** START Data extract **

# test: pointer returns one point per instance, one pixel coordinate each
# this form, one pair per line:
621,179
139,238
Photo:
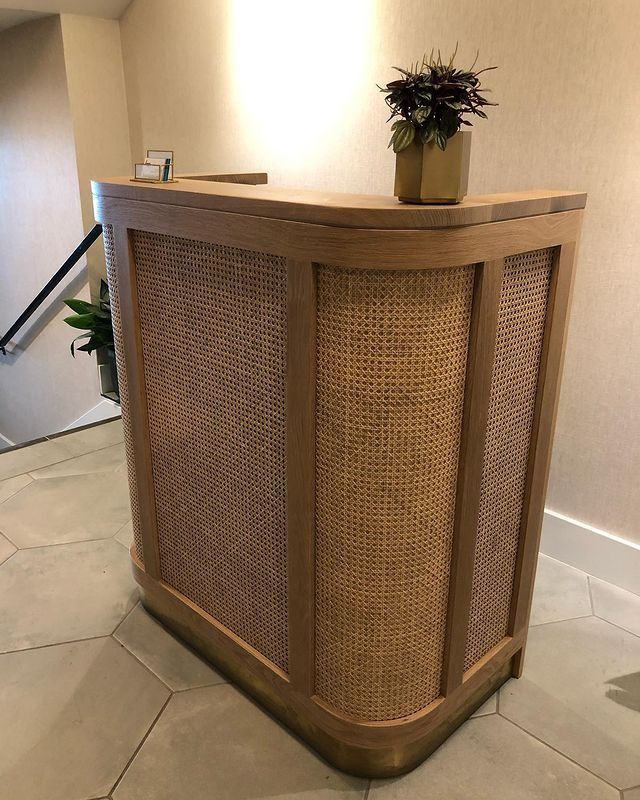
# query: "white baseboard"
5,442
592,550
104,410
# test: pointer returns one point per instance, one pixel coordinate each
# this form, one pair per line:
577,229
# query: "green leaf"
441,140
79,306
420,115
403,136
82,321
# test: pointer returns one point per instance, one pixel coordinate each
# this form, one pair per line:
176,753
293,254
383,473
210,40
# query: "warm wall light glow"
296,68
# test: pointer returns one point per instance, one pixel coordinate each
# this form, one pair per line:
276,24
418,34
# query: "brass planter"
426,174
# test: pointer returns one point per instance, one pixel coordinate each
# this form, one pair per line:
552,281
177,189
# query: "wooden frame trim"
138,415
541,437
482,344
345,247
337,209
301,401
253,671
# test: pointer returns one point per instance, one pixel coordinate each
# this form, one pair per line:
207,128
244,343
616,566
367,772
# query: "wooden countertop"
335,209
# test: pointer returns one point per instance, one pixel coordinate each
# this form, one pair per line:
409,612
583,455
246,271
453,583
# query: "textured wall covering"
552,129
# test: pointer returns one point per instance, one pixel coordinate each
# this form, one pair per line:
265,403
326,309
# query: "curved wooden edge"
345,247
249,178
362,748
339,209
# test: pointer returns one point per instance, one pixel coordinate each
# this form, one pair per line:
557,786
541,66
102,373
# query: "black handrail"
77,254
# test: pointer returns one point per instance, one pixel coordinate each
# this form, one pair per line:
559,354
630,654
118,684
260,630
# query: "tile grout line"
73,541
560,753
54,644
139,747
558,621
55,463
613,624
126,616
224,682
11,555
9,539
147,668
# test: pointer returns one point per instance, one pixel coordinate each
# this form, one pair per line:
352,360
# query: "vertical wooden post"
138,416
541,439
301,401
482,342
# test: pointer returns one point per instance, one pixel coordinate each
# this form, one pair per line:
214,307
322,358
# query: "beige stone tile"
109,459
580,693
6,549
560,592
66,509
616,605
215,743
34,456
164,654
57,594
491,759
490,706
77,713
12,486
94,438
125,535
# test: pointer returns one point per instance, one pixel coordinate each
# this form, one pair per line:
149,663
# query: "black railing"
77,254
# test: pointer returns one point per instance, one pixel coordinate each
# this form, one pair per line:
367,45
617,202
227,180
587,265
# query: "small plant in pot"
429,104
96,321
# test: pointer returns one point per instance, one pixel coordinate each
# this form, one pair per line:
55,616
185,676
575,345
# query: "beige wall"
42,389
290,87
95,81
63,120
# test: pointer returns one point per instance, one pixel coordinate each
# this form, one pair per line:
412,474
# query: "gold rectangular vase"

** END Data extract **
** START Data extract **

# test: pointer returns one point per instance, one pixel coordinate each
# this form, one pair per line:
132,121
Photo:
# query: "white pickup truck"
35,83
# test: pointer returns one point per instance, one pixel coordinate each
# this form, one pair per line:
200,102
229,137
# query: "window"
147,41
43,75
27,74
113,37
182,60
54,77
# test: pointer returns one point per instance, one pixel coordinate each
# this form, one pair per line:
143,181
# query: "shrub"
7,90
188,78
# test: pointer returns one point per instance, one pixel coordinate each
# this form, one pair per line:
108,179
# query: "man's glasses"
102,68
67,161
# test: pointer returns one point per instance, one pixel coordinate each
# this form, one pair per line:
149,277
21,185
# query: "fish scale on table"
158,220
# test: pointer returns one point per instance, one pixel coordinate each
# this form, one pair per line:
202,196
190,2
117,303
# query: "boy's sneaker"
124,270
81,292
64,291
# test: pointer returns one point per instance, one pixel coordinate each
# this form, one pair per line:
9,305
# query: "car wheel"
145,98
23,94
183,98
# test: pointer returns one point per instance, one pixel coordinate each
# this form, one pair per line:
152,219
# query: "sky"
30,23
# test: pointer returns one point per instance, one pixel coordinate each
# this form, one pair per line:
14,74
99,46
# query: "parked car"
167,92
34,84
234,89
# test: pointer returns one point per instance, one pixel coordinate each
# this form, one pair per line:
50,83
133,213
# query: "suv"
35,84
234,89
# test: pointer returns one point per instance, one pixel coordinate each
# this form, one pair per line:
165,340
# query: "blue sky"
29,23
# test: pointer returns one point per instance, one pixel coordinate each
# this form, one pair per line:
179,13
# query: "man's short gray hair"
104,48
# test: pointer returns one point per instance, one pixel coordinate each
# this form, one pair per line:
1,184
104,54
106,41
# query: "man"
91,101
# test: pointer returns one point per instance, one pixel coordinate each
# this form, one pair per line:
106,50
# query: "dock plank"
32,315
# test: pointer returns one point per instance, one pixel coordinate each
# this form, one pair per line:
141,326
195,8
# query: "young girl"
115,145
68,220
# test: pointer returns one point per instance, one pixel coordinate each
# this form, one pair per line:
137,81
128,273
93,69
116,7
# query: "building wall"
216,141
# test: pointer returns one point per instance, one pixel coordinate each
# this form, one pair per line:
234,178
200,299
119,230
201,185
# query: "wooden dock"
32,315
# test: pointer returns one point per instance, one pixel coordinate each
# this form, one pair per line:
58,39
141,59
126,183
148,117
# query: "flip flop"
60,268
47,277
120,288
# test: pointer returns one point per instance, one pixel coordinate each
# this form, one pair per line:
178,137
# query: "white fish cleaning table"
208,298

** END Data extract **
** START Data extract **

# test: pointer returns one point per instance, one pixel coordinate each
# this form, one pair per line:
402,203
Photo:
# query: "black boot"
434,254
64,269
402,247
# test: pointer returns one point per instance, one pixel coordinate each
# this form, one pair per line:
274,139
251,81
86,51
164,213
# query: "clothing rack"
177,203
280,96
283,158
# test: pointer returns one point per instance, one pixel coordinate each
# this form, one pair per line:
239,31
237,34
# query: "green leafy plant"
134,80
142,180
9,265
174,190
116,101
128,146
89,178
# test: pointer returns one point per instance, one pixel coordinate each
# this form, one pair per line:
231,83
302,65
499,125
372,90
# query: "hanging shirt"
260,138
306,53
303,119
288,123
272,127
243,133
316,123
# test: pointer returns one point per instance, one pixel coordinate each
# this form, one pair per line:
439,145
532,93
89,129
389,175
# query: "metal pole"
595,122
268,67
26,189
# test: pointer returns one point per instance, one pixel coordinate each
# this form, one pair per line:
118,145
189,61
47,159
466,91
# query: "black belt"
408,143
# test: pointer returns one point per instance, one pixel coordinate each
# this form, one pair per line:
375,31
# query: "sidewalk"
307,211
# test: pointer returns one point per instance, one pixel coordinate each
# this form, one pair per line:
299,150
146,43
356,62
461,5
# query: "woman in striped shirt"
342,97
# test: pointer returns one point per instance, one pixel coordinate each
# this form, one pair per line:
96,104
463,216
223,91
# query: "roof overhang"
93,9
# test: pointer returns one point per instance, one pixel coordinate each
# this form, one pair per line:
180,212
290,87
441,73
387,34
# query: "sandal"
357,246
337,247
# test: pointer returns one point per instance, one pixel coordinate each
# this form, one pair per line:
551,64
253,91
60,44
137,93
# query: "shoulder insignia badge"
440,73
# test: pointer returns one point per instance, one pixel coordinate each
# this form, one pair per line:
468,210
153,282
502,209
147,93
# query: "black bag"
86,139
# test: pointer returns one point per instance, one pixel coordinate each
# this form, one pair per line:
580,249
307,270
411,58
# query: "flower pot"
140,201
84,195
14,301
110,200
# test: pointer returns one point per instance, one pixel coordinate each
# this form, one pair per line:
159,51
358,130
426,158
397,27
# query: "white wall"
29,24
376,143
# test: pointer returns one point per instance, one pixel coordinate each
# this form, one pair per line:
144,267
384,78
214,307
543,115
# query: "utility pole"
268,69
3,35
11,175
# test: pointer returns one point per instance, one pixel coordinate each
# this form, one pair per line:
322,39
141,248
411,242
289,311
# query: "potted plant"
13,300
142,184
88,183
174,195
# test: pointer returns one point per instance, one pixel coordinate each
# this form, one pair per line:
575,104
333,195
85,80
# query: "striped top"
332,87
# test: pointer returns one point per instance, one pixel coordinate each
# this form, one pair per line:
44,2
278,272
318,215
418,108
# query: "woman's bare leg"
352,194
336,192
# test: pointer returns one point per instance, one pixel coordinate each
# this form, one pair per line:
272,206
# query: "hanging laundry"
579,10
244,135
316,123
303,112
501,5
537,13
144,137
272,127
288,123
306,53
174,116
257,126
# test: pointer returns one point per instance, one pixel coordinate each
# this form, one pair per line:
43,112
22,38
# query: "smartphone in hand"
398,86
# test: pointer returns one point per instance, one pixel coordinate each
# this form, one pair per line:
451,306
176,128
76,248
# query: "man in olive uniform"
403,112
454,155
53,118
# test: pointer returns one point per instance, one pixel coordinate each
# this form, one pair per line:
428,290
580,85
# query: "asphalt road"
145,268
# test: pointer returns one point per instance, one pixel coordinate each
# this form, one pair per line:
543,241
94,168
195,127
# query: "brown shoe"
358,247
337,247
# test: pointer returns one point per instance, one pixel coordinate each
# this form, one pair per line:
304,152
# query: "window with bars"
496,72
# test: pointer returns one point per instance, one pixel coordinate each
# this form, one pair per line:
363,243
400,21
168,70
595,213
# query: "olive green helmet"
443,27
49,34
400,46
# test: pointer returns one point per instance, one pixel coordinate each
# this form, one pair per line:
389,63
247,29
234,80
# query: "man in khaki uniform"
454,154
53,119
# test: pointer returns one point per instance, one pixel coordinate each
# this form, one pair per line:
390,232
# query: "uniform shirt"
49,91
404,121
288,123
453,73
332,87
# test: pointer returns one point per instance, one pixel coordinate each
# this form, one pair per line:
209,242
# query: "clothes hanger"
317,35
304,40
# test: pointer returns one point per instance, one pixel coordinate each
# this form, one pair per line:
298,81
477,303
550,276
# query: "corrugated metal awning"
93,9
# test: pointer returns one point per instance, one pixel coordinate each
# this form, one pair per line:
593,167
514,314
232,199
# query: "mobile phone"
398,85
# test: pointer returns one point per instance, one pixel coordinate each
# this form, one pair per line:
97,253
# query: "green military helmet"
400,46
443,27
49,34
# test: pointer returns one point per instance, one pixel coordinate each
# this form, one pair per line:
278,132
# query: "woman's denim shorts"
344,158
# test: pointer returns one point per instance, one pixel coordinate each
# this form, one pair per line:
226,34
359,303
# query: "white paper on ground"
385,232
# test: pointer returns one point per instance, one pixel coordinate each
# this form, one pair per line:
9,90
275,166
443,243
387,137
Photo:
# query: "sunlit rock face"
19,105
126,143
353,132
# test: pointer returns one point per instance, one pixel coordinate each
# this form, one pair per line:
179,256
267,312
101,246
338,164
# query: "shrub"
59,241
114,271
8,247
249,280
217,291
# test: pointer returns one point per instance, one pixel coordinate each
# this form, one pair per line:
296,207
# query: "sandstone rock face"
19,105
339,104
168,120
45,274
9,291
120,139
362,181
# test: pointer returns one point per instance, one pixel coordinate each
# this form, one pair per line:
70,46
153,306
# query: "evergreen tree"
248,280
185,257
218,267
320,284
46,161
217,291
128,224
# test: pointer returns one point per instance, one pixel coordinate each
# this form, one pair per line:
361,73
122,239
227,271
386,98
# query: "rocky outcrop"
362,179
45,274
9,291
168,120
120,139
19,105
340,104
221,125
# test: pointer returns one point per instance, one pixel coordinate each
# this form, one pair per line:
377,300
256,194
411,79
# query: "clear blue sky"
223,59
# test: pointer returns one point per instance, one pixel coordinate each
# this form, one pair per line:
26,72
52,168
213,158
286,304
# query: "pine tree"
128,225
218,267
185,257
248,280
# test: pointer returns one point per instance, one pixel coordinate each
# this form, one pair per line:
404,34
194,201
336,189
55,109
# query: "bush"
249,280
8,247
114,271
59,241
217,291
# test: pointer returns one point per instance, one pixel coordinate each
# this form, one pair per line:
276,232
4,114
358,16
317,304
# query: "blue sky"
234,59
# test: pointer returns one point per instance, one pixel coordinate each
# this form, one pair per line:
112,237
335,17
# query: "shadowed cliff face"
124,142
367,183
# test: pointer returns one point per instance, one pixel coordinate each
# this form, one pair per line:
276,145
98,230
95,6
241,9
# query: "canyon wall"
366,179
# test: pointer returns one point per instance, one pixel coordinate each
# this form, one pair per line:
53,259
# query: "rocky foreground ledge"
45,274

** END Data extract **

→ **What you need to do**:
Count the lines in the records above that contain the word "striped". Reply with the number alone.

→ **Response**:
2